● Set problem:
Output the following lines exactly as they appear, keeping every record intact.

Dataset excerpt
◆ ◆ ◆ ◆

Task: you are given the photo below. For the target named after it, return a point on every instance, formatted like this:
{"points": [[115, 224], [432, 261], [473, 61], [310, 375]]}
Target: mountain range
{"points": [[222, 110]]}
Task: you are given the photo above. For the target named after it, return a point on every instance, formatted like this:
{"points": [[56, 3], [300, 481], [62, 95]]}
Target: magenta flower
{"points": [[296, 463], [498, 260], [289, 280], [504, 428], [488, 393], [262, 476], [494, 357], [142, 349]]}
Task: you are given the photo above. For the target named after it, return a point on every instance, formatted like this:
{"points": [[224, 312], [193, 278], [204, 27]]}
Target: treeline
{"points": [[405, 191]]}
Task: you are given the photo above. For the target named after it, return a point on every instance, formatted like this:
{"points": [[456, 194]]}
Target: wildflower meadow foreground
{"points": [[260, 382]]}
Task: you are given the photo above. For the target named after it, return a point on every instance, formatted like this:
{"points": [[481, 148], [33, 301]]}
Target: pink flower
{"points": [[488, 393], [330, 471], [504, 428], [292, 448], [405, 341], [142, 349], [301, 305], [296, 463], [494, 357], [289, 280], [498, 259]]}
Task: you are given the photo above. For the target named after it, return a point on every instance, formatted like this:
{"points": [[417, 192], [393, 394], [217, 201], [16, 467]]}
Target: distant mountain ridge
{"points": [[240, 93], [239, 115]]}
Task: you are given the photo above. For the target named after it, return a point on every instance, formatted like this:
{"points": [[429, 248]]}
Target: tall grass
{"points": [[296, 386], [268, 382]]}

◆ ◆ ◆ ◆

● Solution for this exercise:
Task: you are given the photo below. For the target named after it, return a point on every instance, formatted like this:
{"points": [[115, 224], [432, 261], [473, 61], [310, 375]]}
Target: mountain range
{"points": [[222, 110]]}
Task: you are given the photo above. For the target named after it, return a point on every instance, formatted like this:
{"points": [[56, 3], [300, 481], [62, 95]]}
Target: magenta flower
{"points": [[296, 463], [498, 260], [289, 280], [504, 428], [488, 393], [262, 476], [494, 357], [142, 349]]}
Task: you are given the photo above. For the target named after it, return a point on every instance, formatted like this:
{"points": [[224, 312], [193, 278], [204, 27]]}
Target: treeline
{"points": [[405, 191]]}
Task: you are given the photo above. For the target named after it, return a point on every instance, formatted like this:
{"points": [[456, 194]]}
Target: wildflower meadow foreground
{"points": [[260, 382]]}
Task: you are given the photo above. For the target named after it, return a point on every instance, formatted like this:
{"points": [[481, 148], [33, 301]]}
Target: pink flower
{"points": [[488, 393], [330, 471], [504, 428], [292, 448], [405, 341], [142, 349], [301, 305], [296, 463], [494, 357], [289, 280], [498, 259]]}
Task: you are given the photo above. For the target named after it, return a point on every instance, formatted like this:
{"points": [[417, 192], [393, 394], [217, 201], [16, 467]]}
Target: distant mountain ridge
{"points": [[240, 93], [239, 115]]}
Task: you are given the photo above. For the target named after it, return a point on every instance, formatted like this:
{"points": [[429, 248]]}
Target: tall grass
{"points": [[296, 386], [268, 382]]}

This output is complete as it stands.